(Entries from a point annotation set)
# # #
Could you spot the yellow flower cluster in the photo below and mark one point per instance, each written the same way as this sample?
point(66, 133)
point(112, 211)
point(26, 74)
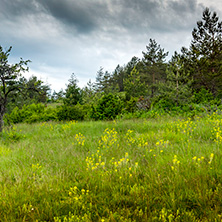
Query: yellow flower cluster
point(186, 126)
point(80, 139)
point(108, 139)
point(95, 161)
point(129, 137)
point(176, 163)
point(217, 131)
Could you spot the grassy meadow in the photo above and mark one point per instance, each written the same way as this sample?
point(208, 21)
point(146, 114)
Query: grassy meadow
point(159, 169)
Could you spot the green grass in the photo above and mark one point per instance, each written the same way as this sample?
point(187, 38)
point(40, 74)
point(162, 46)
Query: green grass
point(165, 169)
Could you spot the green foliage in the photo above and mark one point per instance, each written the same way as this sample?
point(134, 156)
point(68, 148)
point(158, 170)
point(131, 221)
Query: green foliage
point(31, 113)
point(71, 112)
point(156, 169)
point(206, 53)
point(133, 85)
point(9, 74)
point(73, 93)
point(108, 107)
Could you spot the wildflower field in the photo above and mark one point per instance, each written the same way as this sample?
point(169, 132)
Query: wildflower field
point(159, 169)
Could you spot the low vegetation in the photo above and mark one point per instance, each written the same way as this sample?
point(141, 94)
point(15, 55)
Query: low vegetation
point(157, 169)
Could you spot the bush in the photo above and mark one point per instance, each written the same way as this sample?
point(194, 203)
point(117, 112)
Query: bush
point(31, 113)
point(108, 107)
point(70, 112)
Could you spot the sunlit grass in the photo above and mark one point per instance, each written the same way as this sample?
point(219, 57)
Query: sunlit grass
point(165, 169)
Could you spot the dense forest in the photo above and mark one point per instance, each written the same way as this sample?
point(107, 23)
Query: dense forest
point(190, 82)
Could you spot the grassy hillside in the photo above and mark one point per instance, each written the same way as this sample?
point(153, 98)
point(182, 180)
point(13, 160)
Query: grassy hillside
point(165, 169)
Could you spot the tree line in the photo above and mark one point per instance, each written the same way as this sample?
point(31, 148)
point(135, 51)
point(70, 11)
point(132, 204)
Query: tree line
point(192, 75)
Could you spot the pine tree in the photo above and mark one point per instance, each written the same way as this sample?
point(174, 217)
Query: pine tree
point(154, 59)
point(206, 52)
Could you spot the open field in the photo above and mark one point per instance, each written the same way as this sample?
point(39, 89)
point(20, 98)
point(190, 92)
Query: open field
point(163, 169)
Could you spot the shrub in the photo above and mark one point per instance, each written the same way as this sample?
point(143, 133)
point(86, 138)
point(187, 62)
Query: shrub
point(108, 107)
point(70, 112)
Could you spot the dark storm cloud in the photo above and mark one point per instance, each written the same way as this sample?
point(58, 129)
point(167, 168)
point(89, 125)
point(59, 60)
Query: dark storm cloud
point(100, 15)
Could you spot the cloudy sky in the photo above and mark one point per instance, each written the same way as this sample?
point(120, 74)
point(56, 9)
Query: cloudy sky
point(62, 37)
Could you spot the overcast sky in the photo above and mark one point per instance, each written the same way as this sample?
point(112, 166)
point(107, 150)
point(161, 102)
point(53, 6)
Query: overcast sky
point(62, 37)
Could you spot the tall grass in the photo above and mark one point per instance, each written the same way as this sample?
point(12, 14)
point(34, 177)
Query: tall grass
point(165, 169)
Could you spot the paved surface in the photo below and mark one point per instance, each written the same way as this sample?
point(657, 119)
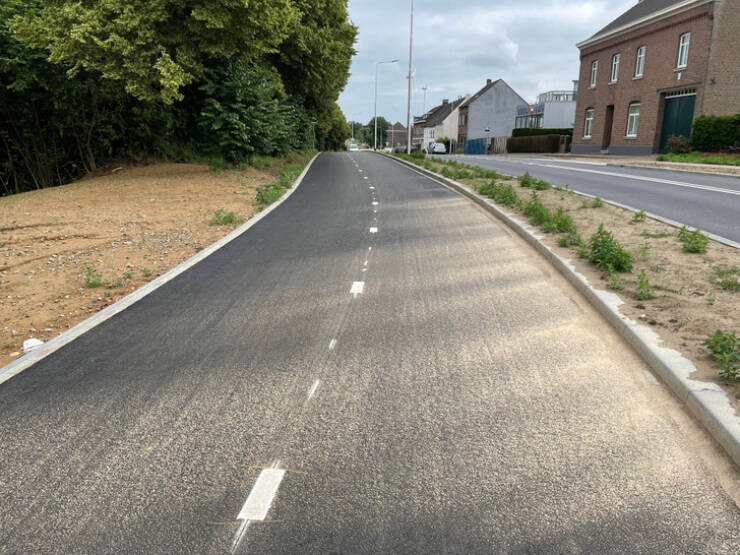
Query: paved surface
point(709, 202)
point(465, 401)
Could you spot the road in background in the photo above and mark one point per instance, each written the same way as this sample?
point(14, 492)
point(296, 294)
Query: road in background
point(377, 366)
point(708, 202)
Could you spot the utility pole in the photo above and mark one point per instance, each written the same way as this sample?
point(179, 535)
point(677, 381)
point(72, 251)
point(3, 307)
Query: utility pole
point(408, 109)
point(375, 139)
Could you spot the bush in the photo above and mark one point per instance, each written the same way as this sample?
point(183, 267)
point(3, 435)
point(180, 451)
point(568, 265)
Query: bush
point(712, 133)
point(725, 349)
point(694, 242)
point(544, 143)
point(678, 144)
point(535, 132)
point(607, 253)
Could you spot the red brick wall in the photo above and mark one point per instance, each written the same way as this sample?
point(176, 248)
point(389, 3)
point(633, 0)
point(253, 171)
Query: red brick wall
point(661, 39)
point(722, 90)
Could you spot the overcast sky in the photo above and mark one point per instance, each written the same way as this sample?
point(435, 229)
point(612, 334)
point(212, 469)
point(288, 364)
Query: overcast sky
point(458, 44)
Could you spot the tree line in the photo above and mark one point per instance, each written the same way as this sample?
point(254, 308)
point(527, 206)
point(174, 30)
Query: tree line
point(83, 82)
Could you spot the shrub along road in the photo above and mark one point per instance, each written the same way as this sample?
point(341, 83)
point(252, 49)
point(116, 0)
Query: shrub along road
point(376, 366)
point(708, 202)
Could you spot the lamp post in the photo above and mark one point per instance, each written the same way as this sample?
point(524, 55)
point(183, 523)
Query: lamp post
point(408, 109)
point(375, 139)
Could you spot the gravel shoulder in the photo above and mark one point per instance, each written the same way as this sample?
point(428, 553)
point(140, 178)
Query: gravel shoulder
point(128, 224)
point(688, 306)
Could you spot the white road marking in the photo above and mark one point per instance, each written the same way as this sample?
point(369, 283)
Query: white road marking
point(643, 178)
point(314, 387)
point(357, 287)
point(260, 498)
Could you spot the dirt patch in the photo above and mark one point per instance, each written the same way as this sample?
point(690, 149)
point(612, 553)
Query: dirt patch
point(123, 228)
point(688, 305)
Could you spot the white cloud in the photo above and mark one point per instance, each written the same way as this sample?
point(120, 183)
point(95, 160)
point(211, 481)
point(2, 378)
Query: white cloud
point(458, 45)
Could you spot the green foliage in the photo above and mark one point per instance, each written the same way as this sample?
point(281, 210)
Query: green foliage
point(615, 282)
point(726, 278)
point(644, 291)
point(530, 182)
point(93, 278)
point(607, 253)
point(713, 133)
point(725, 349)
point(222, 217)
point(693, 241)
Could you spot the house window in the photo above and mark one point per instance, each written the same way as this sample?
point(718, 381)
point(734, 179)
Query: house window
point(633, 119)
point(594, 71)
point(589, 124)
point(640, 62)
point(683, 50)
point(615, 68)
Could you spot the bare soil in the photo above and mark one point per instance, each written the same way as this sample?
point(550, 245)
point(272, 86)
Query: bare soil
point(688, 306)
point(130, 224)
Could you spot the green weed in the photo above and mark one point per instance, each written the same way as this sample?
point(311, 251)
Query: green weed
point(644, 291)
point(607, 253)
point(726, 278)
point(725, 349)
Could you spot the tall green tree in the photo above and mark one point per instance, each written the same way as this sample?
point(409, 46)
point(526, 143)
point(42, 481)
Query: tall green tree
point(155, 47)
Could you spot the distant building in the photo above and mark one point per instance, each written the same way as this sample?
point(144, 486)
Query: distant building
point(553, 110)
point(650, 72)
point(396, 135)
point(492, 108)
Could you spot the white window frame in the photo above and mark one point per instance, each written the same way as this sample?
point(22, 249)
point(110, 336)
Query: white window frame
point(633, 119)
point(588, 124)
point(640, 61)
point(683, 50)
point(594, 73)
point(615, 68)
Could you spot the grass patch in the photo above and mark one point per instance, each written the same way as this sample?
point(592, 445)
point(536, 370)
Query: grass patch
point(725, 349)
point(702, 158)
point(222, 217)
point(693, 241)
point(607, 253)
point(725, 278)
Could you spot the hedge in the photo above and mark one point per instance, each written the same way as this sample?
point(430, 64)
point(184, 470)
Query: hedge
point(545, 143)
point(712, 133)
point(532, 132)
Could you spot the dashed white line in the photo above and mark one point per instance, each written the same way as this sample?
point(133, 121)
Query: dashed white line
point(314, 387)
point(357, 287)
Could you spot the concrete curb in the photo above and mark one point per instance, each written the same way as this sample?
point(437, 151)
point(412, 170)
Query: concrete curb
point(17, 366)
point(706, 401)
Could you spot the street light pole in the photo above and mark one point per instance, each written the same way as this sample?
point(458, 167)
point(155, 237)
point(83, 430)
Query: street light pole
point(375, 138)
point(408, 109)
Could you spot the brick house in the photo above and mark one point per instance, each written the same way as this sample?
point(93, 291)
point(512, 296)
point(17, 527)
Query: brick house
point(650, 72)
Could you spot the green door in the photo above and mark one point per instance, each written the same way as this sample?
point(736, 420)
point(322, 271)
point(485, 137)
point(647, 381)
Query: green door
point(678, 115)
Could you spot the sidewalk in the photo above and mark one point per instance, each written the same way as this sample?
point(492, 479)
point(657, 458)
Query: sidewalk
point(649, 161)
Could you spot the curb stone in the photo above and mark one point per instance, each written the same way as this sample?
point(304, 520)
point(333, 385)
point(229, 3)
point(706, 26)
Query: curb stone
point(17, 366)
point(707, 402)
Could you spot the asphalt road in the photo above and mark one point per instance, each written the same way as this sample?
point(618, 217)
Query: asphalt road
point(463, 399)
point(708, 202)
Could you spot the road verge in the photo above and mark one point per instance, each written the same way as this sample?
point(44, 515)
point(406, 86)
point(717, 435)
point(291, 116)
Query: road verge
point(16, 367)
point(705, 401)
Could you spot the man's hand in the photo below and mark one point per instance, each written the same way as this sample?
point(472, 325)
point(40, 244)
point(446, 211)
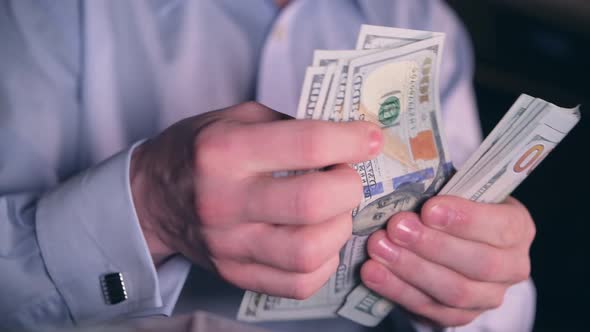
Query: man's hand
point(453, 261)
point(204, 188)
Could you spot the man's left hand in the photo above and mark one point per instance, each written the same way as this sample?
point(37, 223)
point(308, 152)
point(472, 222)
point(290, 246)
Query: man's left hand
point(454, 260)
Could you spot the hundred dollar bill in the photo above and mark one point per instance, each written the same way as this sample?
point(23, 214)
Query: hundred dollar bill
point(313, 88)
point(411, 170)
point(377, 37)
point(518, 144)
point(398, 90)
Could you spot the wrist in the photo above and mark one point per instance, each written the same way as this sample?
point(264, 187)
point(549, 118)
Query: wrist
point(142, 192)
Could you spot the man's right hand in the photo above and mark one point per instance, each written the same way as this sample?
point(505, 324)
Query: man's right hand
point(204, 188)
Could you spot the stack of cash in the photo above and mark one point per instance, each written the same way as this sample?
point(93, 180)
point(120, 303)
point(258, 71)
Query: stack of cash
point(391, 79)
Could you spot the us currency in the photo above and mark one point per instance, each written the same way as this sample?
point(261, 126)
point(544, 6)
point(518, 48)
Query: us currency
point(412, 168)
point(534, 127)
point(397, 89)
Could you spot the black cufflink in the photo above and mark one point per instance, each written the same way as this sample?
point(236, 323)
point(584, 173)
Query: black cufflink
point(113, 288)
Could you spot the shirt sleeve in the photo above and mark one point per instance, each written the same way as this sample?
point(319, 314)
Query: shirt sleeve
point(62, 242)
point(63, 223)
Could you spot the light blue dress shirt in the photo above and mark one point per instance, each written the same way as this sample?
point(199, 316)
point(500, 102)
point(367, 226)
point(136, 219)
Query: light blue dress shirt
point(81, 82)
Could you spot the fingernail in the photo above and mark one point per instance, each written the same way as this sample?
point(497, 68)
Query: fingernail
point(377, 275)
point(386, 251)
point(375, 140)
point(406, 231)
point(441, 217)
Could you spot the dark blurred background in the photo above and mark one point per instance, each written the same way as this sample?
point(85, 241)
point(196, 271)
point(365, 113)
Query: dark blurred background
point(542, 48)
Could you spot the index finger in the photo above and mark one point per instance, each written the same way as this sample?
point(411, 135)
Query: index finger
point(306, 144)
point(501, 225)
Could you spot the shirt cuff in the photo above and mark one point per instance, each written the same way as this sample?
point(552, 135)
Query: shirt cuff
point(86, 228)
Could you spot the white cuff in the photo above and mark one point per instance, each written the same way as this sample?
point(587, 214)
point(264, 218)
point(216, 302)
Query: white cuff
point(86, 228)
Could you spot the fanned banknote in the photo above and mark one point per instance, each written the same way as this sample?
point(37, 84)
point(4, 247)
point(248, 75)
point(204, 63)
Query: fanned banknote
point(391, 79)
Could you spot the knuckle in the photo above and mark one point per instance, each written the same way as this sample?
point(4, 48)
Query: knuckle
# # #
→ **Your instructions**: Output the line containing "Could you spot the us" and all lines after it to the end of the records, exactly as given.

→ **Response to this task**:
Could you spot the us currency in the photo above and mark one point per instance, each written the same way as this sample?
point(261, 126)
point(544, 6)
point(518, 48)
Query: us currency
point(412, 168)
point(534, 127)
point(397, 89)
Could you spot the black cufflink in the photo above and mark one point per instance, each written the same way as this sample?
point(236, 323)
point(584, 173)
Query: black cufflink
point(113, 288)
Could you spot the shirt sleeve in the photo above and mark one point per instance, each written the same way as this sample?
point(319, 314)
Query: shirt sleeve
point(62, 242)
point(63, 223)
Could you spot the light blue dress shirt in the photo above and mark one point per instance, each written the same way as this sample?
point(199, 316)
point(500, 102)
point(367, 226)
point(136, 219)
Query: light blue dress shirt
point(81, 82)
Could you spot the fingernail in the photo above and mark one point per instance, each written the same way as this sample?
point(497, 68)
Query: fingernail
point(377, 275)
point(386, 251)
point(375, 140)
point(406, 231)
point(441, 217)
Could you spot the dark blurred background in the photo above and mark one point per instance, each written the same way as this sample?
point(85, 241)
point(196, 271)
point(365, 113)
Query: dark blurred background
point(542, 48)
Could you spot the index finger in the photo above and mark one point per instance, each written the same way as this sample?
point(411, 135)
Query: index finger
point(306, 144)
point(501, 225)
Could you spot the shirt cuff in the photo above and mark one point per instance, each written the same way as this sample?
point(552, 135)
Query: shirt cuff
point(86, 228)
Could you spot the white cuff in the photo above and mark one point per instance, each written the same way as this sample?
point(587, 214)
point(264, 218)
point(216, 302)
Query: white cuff
point(86, 228)
Could you spot the fanned banknote in the photo above and mark one point per instance, each written the same way as this sample?
point(37, 84)
point(4, 247)
point(248, 75)
point(204, 63)
Query: fanned banknote
point(391, 79)
Could you spot the knuckle in the photo above and mark one point per instance, each written the same way as this sample?
point(4, 48)
Query: knuckle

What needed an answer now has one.